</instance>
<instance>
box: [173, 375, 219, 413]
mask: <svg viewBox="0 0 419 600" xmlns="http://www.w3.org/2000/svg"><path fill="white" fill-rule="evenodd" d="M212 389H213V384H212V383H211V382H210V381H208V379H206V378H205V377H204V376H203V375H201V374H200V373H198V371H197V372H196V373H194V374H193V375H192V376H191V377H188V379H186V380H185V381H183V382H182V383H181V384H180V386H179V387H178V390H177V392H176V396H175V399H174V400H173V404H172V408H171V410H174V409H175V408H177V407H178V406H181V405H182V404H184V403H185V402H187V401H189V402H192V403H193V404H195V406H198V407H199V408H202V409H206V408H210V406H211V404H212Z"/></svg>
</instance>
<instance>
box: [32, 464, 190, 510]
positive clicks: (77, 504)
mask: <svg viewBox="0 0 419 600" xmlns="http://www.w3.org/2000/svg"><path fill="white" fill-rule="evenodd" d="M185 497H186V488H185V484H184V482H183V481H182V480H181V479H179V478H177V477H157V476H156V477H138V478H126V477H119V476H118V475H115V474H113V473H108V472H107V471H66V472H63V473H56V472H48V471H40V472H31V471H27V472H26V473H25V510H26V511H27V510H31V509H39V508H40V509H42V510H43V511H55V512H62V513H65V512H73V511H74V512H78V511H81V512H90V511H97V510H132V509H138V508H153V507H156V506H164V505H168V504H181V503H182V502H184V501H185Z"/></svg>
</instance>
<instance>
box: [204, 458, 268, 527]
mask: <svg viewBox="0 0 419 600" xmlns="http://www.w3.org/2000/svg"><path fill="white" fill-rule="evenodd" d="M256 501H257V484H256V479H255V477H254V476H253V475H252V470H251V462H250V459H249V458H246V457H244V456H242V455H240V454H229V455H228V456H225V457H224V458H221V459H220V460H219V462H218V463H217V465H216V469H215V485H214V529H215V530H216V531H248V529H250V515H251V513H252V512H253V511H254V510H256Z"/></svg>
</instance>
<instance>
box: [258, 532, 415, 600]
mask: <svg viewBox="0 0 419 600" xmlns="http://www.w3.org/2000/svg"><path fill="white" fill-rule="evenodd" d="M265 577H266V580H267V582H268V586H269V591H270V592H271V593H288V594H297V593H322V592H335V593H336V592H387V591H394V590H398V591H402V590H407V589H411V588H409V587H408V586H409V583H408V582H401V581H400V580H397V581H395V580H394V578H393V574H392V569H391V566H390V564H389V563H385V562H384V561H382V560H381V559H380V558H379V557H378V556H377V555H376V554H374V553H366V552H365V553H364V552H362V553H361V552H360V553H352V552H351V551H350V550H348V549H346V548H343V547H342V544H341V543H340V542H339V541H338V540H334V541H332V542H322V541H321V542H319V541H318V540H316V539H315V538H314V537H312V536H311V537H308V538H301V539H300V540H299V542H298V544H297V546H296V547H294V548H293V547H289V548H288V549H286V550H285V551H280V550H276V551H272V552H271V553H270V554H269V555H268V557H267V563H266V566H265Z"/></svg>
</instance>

### PROBLEM
Starting at the first line and ending at the last, retype the entries above.

### REPLY
</instance>
<instance>
box: [173, 375, 219, 413]
mask: <svg viewBox="0 0 419 600" xmlns="http://www.w3.org/2000/svg"><path fill="white" fill-rule="evenodd" d="M212 389H213V384H212V383H211V382H210V381H208V379H206V378H205V377H204V376H203V375H201V374H200V373H198V371H197V372H196V373H194V374H193V375H192V376H191V377H188V379H186V380H185V381H183V382H182V383H181V384H180V386H179V387H178V390H177V392H176V396H175V399H174V400H173V404H172V408H171V410H174V409H175V408H177V407H178V406H181V405H182V404H184V403H185V402H187V401H189V402H192V403H193V404H195V406H198V407H199V408H202V409H206V408H210V406H211V404H212Z"/></svg>
</instance>
<instance>
box: [32, 464, 190, 510]
positive clicks: (77, 504)
mask: <svg viewBox="0 0 419 600" xmlns="http://www.w3.org/2000/svg"><path fill="white" fill-rule="evenodd" d="M185 497H186V488H185V484H184V482H183V481H182V480H181V479H179V478H177V477H157V476H156V477H138V478H126V477H119V476H118V475H115V474H113V473H108V472H107V471H66V472H63V473H56V472H48V471H40V472H31V471H27V472H26V473H25V510H26V511H27V510H31V509H39V508H40V509H42V510H43V511H55V512H62V513H65V512H73V511H74V512H78V511H81V512H90V511H97V510H132V509H138V508H153V507H156V506H164V505H168V504H181V503H182V502H184V501H185Z"/></svg>
</instance>
<instance>
box: [204, 458, 268, 527]
mask: <svg viewBox="0 0 419 600" xmlns="http://www.w3.org/2000/svg"><path fill="white" fill-rule="evenodd" d="M256 501H257V484H256V479H255V477H254V476H253V475H252V470H251V462H250V459H249V458H246V457H244V456H242V455H240V454H229V455H228V456H225V457H224V458H221V459H220V460H219V462H218V463H217V465H216V469H215V485H214V529H215V530H216V531H248V529H250V515H251V513H252V512H253V511H254V510H256Z"/></svg>
</instance>
<instance>
box: [258, 532, 415, 600]
mask: <svg viewBox="0 0 419 600" xmlns="http://www.w3.org/2000/svg"><path fill="white" fill-rule="evenodd" d="M265 577H266V580H267V582H268V586H269V591H270V592H271V593H288V594H297V593H322V592H335V593H336V592H387V591H394V590H398V591H402V590H407V589H411V588H409V587H408V586H409V583H408V582H401V581H400V580H397V581H395V580H394V578H393V574H392V569H391V566H390V564H389V563H385V562H384V561H382V560H381V559H380V558H379V557H378V556H377V555H376V554H374V553H366V552H365V553H364V552H362V553H361V552H360V553H352V552H351V551H350V550H348V549H346V548H343V547H342V544H341V543H340V542H339V541H338V540H334V541H332V542H322V541H321V542H319V541H318V540H316V539H315V538H314V537H312V536H311V537H308V538H301V539H300V540H299V542H298V544H297V546H296V547H294V548H293V547H289V548H288V549H286V550H285V551H280V550H276V551H272V552H271V553H270V554H269V555H268V557H267V563H266V566H265Z"/></svg>
</instance>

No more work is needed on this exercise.